TASK REQUIREMENTS →
1 - Reproduce verbatim the passage of the notes on Wolfe's article that opens with the words containing "Ummm. I'm not" and closes with "it is Cavell)".
2 - In the notes on Wolfe's article, what does Hearne's "contractarian view" say morality is?

EXTRACTED TEXT →
One little phrase he uses in this article that I really loved, for some reason, was "about our failure to be god."

Ummm. I'm not sure why I put a post-it note here, but Wolfe talks about Hearne's "contractarian view" which basically says that morality is a set of rules (a contract) that we essentially sign, and if we are unable to sign for ourselves and to be covered directly, it is only through the fact that those who have signed "love or cherish" us that we are protected. And so, in Hearne's words, "Those animals that enough people care about (companion animals, whales, baby seals, the American bald eagle) though they lack rights themselves, will be protected because of the sentimental interests of people." (6)

9 He quotes . . . someone else (and now I don't know who . . .I think it is Cavell)
"There is nothing to be read from that body, nothing the body is of; it does not go beyond itself, it expresses nothing. . . It does not matter to me now whether there turn out to be wheels and springs inside, or stuffing, or some subtler or messier mechanism . . . What this 'body' lacks is privacy . . . ." blah blah after that. I don't even know what this has to do with anything, but what I liked about it is obviously the part about wheels, springs, and stuffing.

EXERCISE DATA →
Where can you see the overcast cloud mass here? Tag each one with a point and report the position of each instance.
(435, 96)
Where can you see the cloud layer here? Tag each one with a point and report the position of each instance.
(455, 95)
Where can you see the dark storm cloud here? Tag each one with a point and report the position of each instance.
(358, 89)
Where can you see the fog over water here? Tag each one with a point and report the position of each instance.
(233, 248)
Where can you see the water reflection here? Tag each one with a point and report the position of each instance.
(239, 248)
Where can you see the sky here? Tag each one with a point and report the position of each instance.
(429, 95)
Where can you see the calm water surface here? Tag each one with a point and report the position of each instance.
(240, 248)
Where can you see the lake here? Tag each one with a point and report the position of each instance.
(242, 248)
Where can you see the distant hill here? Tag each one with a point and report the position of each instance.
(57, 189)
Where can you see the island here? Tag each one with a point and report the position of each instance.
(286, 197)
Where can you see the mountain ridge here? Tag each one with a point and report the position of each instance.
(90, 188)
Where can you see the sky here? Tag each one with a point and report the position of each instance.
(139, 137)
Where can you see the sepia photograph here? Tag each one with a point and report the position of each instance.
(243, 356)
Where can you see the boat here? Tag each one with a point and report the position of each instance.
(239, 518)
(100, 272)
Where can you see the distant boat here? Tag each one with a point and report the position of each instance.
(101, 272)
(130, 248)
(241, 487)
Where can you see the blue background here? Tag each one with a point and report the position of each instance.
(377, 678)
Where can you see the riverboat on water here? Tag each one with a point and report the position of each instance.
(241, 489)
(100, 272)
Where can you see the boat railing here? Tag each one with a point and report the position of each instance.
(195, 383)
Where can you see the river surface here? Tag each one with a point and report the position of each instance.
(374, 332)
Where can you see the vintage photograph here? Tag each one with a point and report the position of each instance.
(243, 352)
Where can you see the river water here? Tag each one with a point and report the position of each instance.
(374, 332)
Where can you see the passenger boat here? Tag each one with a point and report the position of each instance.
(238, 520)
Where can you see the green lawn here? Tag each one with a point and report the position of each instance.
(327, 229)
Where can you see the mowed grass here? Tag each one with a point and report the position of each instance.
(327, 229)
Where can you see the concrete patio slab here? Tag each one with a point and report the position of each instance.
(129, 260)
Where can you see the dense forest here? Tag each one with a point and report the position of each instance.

ANSWERS FOR THIS EXERCISE →
1 -
Ummm. I'm not sure why I put a post-it note here, but Wolfe talks about Hearne's "contractarian view" which basically says that morality is a set of rules (a contract) that we essentially sign, and if we are unable to sign for ourselves and to be covered directly, it is only through the fact that those who have signed "love or cherish" us that we are protected. And so, in Hearne's words, "Those animals that enough people care about (companion animals, whales, baby seals, the American bald eagle) though they lack rights themselves, will be protected because of the sentimental interests of people." (6)

9 He quotes . . . someone else (and now I don't know who . . .I think it is Cavell)

2 - It is a set of rules, a contract, that we essentially sign.